**Required task:**
Copy the records from the line containing "Point to the man in" through the line containing "Target: dark denim jacket", inclusive. Shift every answer coordinate by adding 88 to it, and leave all other lines unchanged.

Position annotation records:
+ + + +
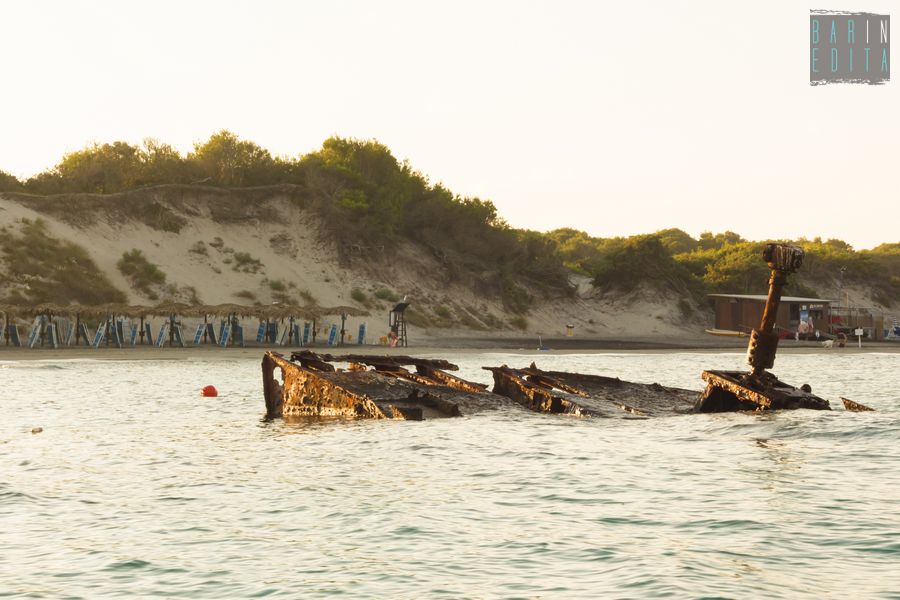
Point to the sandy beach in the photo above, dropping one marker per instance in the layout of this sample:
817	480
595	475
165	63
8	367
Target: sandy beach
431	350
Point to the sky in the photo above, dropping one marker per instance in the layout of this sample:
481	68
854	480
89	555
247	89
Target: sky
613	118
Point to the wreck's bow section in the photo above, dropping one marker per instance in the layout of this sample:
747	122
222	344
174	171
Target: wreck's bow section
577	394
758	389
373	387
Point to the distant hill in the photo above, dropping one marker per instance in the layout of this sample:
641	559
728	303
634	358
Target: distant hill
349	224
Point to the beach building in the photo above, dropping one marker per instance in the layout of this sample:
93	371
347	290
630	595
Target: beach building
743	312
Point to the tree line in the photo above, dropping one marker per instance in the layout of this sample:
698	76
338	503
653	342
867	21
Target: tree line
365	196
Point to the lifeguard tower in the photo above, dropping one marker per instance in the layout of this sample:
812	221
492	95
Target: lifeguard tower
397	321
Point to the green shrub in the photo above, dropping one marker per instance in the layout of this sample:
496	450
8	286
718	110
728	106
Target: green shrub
+ + + +
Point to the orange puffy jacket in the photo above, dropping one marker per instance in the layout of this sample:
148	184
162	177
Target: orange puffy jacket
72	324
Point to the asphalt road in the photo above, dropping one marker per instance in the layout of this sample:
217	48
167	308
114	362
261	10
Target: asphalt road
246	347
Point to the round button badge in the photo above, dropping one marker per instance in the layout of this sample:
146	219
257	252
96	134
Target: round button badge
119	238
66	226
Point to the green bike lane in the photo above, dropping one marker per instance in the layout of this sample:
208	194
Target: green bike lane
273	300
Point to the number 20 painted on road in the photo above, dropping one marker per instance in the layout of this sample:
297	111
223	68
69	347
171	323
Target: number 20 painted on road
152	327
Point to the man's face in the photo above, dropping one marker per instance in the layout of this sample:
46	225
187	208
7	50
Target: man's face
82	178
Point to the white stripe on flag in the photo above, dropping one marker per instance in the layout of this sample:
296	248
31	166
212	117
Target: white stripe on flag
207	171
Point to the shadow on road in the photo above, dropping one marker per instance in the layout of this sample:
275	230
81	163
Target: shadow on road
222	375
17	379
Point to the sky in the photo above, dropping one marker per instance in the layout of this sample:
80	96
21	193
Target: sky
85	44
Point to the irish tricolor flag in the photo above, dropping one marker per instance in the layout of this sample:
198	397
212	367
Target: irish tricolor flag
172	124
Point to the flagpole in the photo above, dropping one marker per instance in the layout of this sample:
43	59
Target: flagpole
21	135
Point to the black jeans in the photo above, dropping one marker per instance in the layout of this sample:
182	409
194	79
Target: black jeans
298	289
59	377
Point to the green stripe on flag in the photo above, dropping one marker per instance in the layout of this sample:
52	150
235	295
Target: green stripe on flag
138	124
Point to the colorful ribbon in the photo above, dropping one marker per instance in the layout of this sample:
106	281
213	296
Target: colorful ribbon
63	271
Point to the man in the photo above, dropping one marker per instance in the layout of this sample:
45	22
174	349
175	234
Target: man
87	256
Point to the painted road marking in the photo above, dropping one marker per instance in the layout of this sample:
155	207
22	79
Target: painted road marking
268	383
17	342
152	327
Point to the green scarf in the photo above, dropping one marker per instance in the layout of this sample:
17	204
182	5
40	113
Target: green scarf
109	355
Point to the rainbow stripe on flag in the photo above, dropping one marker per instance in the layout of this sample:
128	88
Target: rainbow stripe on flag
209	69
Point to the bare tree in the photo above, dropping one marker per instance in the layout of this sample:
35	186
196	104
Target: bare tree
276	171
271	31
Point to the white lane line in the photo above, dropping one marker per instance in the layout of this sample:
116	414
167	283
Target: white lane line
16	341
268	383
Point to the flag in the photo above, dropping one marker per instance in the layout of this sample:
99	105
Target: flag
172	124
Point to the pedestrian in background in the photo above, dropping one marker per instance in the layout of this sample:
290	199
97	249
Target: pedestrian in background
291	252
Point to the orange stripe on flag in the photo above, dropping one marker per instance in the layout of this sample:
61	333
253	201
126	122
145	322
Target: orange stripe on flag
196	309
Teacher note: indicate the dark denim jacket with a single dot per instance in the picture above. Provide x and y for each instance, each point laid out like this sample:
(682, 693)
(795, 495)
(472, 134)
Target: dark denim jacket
+ + + +
**Answer below:**
Point to the man in the photo above, dropping one marker per instance in the layout of this sample:
45	22
174	349
175	234
Target: man
175	344
Point to the painted road marking in the photo above, dropping one marker per instance in the layout of this sample:
155	207
22	79
Target: painted road marking
356	471
105	430
240	415
Point to the green scarf in the photo above, dropping one marker per instance in the layout of this sample:
17	204
182	5
40	113
Target: green scarf
197	443
Point to the rainbow stripe on flag in the photo above, dropping one marker per instance in the layout of this sample:
128	88
Target: rainbow stripe on flag
297	157
Point to the bare tree in the photo above, dropping one marker per instance in the layout of this sample:
35	186
196	104
Target: bare tree
364	259
359	119
Point to the white lane line in the photo above, dropping one marker per instance in the layout of this sample:
116	414
167	283
Target: white lane line
104	429
356	471
Point to the flag in the photo above, dropping one marker per instance in the layout of this sample:
99	105
Target: flag
260	212
Point to the pedestrian in background in the photo above, dropping one marker per instance in the layout of this sample:
290	199
97	249
Target: pedestrian in background
379	340
Point to the orange stripe on flag in the photo above, dropping one marker per instance in the layout of this sample:
61	333
253	201
126	122
145	322
Target: orange stripe on flag
284	397
Teacher note: indicate the dark denim jacket with a single dot per instance in the picture above. Provide x and y for each instance, each point laid out like this sample:
(682, 693)
(795, 495)
(472, 134)
Target: dark denim jacket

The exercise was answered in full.